Image location labeling entries
>> BEGIN

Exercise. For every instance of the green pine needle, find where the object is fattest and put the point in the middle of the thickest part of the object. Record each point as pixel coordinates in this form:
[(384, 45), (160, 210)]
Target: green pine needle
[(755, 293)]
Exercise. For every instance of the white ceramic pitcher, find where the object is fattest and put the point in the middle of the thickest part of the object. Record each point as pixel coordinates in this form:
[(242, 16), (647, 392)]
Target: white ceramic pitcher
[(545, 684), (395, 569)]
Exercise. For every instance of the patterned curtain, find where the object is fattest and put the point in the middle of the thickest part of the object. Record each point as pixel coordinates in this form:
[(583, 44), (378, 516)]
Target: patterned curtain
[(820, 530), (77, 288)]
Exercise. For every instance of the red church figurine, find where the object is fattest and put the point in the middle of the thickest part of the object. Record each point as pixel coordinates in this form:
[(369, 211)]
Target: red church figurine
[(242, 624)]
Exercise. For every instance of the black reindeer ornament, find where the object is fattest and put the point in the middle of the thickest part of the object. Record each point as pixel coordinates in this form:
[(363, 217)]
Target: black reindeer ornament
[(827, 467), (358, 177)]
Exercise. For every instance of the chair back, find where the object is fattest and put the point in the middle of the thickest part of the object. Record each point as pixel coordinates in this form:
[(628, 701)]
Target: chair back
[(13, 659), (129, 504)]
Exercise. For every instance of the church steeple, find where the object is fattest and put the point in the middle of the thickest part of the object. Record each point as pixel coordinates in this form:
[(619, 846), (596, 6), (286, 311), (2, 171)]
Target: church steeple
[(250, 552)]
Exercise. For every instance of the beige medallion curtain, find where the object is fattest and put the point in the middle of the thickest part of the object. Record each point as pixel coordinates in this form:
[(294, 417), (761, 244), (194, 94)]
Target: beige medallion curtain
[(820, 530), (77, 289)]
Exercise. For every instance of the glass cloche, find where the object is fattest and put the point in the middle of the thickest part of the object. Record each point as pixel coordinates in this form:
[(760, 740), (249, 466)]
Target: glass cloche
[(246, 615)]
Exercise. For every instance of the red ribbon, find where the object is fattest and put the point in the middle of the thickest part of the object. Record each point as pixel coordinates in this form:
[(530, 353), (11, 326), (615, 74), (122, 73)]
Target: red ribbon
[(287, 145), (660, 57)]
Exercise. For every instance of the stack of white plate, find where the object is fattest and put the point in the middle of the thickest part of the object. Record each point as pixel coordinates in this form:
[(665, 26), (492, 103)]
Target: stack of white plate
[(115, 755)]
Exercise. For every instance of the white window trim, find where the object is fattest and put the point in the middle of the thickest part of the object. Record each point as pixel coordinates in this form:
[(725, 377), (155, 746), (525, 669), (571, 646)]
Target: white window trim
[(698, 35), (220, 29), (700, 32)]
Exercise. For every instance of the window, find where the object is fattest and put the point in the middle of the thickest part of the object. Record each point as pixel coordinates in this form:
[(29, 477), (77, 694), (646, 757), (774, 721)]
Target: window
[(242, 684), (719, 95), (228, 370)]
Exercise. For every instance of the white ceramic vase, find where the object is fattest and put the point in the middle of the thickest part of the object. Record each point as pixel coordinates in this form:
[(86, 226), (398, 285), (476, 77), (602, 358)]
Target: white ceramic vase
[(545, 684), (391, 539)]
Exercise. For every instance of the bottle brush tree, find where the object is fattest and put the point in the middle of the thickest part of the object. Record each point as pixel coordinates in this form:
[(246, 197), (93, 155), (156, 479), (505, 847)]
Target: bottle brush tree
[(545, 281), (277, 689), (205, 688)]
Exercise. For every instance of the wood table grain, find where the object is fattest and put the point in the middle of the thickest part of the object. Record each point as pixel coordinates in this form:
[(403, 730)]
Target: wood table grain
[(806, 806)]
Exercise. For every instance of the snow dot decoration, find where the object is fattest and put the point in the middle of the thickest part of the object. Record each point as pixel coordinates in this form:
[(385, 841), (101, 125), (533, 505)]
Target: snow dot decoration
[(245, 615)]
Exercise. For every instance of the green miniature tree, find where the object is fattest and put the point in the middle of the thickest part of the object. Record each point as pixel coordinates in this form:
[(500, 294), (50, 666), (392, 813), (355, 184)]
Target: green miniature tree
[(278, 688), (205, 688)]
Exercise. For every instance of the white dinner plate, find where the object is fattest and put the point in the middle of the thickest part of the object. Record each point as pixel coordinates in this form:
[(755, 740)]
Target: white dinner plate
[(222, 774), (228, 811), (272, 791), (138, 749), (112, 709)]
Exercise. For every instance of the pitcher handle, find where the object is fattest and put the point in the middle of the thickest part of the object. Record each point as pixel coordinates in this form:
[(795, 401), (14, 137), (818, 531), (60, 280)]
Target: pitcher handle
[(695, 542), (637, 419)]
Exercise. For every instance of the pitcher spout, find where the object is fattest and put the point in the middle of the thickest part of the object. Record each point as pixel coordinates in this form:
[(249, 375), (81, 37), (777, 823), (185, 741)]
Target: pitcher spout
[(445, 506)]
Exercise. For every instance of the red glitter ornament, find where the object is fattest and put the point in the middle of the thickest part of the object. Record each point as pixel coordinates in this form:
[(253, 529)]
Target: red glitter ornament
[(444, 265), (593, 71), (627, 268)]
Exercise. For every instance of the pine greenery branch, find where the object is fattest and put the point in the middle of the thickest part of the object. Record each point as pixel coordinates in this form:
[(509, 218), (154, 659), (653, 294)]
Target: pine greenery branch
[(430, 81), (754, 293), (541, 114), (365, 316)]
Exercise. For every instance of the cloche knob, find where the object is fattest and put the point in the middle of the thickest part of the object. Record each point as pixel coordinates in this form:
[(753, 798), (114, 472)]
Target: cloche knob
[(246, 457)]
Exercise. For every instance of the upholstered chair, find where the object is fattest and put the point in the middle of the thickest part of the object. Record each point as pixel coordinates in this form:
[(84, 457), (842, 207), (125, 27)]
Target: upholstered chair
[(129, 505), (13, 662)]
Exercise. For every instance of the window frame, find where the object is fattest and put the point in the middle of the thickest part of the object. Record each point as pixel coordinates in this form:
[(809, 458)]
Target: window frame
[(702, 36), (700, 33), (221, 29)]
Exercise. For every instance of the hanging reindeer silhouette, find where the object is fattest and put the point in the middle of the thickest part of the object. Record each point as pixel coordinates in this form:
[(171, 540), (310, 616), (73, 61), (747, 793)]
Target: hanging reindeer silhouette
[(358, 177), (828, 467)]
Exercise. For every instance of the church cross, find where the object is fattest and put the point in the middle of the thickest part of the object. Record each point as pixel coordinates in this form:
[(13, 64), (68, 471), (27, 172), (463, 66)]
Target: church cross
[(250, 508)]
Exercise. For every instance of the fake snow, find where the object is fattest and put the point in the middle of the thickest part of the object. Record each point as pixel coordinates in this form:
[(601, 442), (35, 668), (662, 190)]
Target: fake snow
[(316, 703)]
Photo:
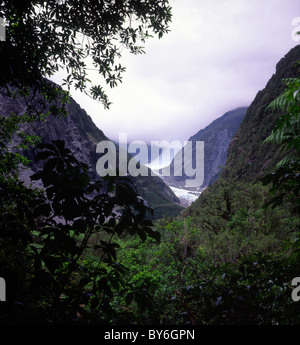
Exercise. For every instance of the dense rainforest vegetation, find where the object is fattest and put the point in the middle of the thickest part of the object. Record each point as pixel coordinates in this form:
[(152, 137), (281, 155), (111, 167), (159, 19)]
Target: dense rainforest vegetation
[(78, 251)]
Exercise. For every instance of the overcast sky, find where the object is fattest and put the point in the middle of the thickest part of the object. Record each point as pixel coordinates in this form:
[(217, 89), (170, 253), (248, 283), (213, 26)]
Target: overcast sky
[(218, 55)]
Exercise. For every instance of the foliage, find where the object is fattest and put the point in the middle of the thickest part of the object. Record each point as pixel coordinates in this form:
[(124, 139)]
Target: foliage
[(44, 36), (70, 256), (285, 179), (188, 285)]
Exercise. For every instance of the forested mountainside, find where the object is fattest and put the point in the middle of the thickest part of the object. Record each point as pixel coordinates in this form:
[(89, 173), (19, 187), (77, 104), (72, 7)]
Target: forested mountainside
[(249, 158), (81, 136), (216, 137)]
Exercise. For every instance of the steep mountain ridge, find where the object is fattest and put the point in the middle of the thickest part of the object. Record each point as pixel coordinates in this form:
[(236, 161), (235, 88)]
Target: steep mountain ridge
[(216, 137), (82, 136), (248, 157)]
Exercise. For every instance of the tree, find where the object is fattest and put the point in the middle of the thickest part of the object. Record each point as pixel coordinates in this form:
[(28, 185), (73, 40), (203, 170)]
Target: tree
[(285, 179), (43, 36)]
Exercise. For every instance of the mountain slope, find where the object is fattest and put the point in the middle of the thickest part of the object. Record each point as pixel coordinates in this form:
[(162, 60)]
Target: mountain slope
[(249, 159), (82, 136), (216, 137)]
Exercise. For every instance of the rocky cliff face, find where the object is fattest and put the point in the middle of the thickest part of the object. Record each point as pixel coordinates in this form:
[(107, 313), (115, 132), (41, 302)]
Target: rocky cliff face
[(82, 136), (216, 137), (248, 158)]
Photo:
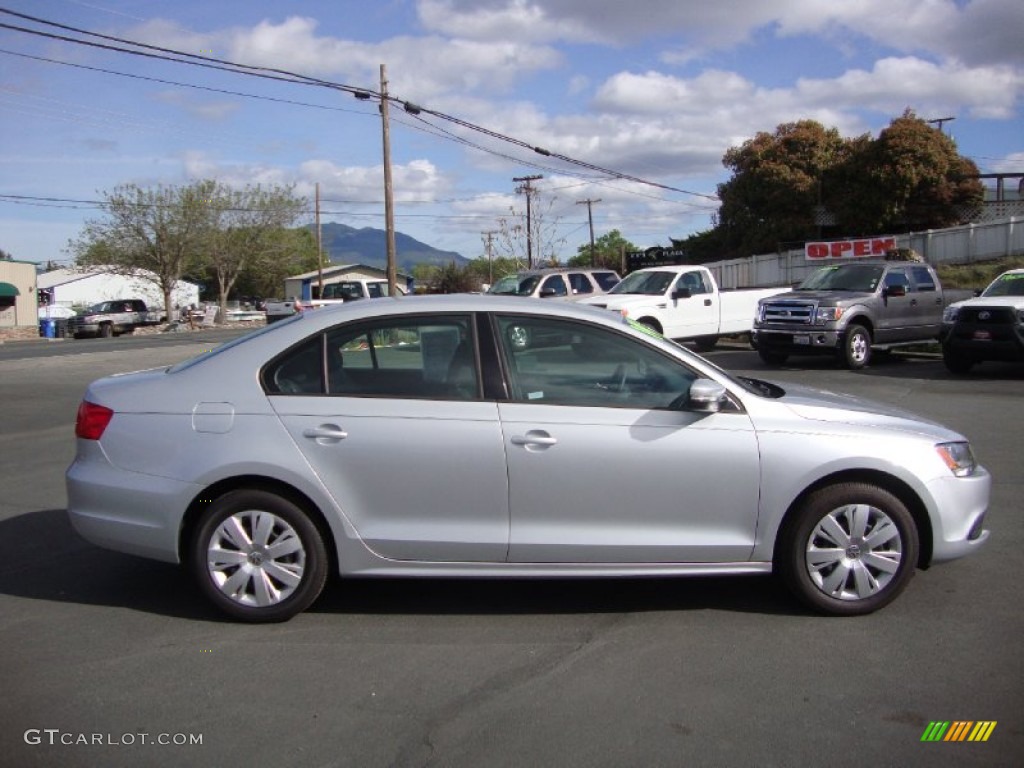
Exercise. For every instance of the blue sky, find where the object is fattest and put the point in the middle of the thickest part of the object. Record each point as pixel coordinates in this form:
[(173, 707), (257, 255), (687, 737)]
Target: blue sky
[(652, 89)]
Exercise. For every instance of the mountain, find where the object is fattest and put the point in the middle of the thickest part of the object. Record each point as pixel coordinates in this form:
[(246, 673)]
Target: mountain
[(346, 245)]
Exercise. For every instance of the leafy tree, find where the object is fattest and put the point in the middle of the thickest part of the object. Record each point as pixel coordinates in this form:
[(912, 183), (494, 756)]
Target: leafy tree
[(159, 229), (245, 228), (608, 250), (775, 185)]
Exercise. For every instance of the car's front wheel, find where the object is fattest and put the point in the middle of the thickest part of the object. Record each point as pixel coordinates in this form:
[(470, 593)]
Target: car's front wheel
[(850, 549), (258, 556)]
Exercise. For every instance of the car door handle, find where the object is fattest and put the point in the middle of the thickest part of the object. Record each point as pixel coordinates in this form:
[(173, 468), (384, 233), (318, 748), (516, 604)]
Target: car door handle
[(535, 439), (326, 433)]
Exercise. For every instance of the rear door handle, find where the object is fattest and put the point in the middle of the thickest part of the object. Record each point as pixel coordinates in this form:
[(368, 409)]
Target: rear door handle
[(326, 434), (535, 439)]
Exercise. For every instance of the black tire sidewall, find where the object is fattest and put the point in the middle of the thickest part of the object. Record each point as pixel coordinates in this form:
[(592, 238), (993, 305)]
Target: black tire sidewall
[(852, 333), (791, 549), (314, 573)]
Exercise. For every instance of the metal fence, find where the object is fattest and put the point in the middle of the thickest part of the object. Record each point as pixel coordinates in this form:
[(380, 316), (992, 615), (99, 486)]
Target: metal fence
[(957, 245)]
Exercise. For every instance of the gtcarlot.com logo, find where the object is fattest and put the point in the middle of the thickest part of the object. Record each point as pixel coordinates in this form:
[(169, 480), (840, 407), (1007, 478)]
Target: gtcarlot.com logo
[(958, 730)]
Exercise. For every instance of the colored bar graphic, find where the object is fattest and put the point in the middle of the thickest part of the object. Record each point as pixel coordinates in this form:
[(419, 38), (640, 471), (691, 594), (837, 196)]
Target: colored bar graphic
[(958, 730)]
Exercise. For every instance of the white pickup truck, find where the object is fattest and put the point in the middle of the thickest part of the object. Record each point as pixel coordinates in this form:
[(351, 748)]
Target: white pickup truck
[(684, 303), (334, 293)]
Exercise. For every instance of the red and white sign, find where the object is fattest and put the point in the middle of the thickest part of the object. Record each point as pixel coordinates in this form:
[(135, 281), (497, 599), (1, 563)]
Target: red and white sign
[(843, 249)]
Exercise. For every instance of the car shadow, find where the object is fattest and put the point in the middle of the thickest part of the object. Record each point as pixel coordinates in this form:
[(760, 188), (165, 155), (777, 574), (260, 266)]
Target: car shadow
[(44, 559)]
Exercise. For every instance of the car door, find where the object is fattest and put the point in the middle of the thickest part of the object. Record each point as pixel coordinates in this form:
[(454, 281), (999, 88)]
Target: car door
[(605, 462), (695, 315), (389, 415)]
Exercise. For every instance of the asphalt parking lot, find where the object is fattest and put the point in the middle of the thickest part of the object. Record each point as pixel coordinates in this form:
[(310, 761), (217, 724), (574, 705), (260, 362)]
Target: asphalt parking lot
[(104, 655)]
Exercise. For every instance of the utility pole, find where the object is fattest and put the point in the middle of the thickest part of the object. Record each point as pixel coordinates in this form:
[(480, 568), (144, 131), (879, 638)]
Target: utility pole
[(487, 243), (392, 276), (320, 250), (525, 181), (590, 217)]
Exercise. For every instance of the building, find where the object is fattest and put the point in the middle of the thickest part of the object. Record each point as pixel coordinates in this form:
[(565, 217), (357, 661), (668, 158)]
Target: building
[(74, 288), (17, 293), (306, 287)]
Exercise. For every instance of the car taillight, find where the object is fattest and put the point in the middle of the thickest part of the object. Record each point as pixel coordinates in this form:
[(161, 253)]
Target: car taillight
[(91, 421)]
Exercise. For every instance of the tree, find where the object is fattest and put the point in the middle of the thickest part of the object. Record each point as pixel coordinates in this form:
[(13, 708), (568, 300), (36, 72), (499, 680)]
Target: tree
[(775, 186), (607, 252), (915, 180), (155, 233), (245, 230), (804, 180)]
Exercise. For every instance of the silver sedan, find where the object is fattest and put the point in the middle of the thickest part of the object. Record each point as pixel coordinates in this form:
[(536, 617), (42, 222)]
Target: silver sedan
[(483, 436)]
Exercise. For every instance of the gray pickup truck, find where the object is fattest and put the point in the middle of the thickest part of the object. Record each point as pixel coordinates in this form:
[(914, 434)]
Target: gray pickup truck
[(850, 308), (113, 318)]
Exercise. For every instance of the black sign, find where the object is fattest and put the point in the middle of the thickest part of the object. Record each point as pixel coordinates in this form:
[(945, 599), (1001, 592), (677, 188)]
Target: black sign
[(654, 257)]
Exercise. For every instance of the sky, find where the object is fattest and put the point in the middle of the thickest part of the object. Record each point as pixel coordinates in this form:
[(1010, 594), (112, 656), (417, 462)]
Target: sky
[(644, 97)]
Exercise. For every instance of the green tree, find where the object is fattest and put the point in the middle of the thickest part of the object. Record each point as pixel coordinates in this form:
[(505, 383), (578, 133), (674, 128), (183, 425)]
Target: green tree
[(156, 233), (607, 253), (245, 228)]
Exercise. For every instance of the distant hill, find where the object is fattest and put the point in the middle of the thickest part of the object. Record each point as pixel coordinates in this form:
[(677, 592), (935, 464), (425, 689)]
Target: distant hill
[(346, 245)]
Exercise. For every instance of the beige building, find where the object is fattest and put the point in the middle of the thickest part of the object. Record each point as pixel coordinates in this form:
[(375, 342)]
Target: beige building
[(18, 305)]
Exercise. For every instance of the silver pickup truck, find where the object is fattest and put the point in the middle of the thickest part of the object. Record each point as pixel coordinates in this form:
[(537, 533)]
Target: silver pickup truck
[(113, 318), (850, 308)]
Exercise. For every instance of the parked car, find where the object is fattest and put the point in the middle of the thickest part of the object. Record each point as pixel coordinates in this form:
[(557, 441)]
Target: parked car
[(413, 438), (334, 293), (684, 303), (851, 308), (987, 328), (113, 318), (556, 283)]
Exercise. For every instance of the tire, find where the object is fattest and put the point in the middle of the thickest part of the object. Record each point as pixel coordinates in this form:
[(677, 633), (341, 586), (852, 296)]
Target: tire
[(230, 556), (772, 357), (849, 550), (856, 350), (706, 343), (956, 363)]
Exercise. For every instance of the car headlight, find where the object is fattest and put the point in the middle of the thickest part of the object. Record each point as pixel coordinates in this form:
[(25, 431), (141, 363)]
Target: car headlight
[(827, 314), (958, 457)]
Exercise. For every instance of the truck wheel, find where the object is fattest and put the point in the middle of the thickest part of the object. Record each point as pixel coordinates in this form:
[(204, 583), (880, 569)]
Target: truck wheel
[(706, 343), (772, 357), (857, 347), (849, 550), (258, 556), (956, 363)]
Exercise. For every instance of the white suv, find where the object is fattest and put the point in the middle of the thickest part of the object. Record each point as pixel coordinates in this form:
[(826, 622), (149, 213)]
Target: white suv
[(561, 283)]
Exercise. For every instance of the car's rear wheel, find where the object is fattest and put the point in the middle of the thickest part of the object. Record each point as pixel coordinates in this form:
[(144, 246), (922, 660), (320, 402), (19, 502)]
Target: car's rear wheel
[(850, 549), (258, 556)]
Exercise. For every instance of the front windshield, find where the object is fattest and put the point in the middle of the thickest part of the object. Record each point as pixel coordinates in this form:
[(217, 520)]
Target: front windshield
[(645, 284), (516, 285), (1011, 284), (863, 278)]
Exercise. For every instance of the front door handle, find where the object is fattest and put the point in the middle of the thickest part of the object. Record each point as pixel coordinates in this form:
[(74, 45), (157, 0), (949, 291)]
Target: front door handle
[(535, 439), (326, 434)]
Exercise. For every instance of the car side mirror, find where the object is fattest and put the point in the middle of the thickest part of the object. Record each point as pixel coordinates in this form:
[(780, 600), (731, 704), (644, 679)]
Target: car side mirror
[(706, 396)]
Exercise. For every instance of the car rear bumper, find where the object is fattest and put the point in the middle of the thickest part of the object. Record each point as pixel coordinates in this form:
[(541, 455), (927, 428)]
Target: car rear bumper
[(130, 512)]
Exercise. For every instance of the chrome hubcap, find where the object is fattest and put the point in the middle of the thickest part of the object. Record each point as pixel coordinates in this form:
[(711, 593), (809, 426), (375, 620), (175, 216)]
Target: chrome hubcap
[(256, 558), (853, 552)]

>> END

▸ **OBJECTIVE**: Could you copy out again, word for word, the lines of the records from the line with "Exercise. For every instance of the silver pickup" up to and including the line with "[(113, 318), (850, 308)]"?

▸ **SOLVED EXERCISE**:
Exercise. For every instance of the silver pickup truck, find where the object is fattest and put the point in the middle of the thickest part of the object. Record each point as pixel coordinates in this form:
[(537, 533)]
Target: silver pickup truck
[(113, 318), (850, 308)]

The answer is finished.